# Exercise aim
Exactly the lines from the one containing "Each instance receives exactly one keypoint. Tag the sign" through the final line of the listing are to be retyped, and nothing more.
□ □ □ □
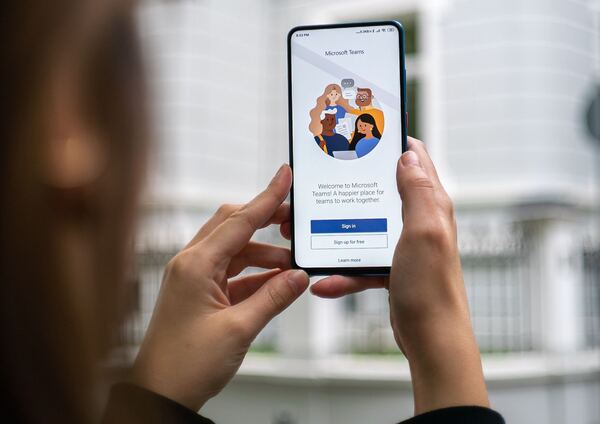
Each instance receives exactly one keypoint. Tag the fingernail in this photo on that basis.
(279, 172)
(298, 280)
(410, 158)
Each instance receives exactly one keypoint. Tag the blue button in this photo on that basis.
(327, 226)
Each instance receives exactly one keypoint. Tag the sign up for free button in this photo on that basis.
(348, 234)
(348, 241)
□ □ □ □
# Reply
Each instance receives exactly one keypoint. Tag the sign up for free button in this photo on that basis.
(348, 234)
(348, 241)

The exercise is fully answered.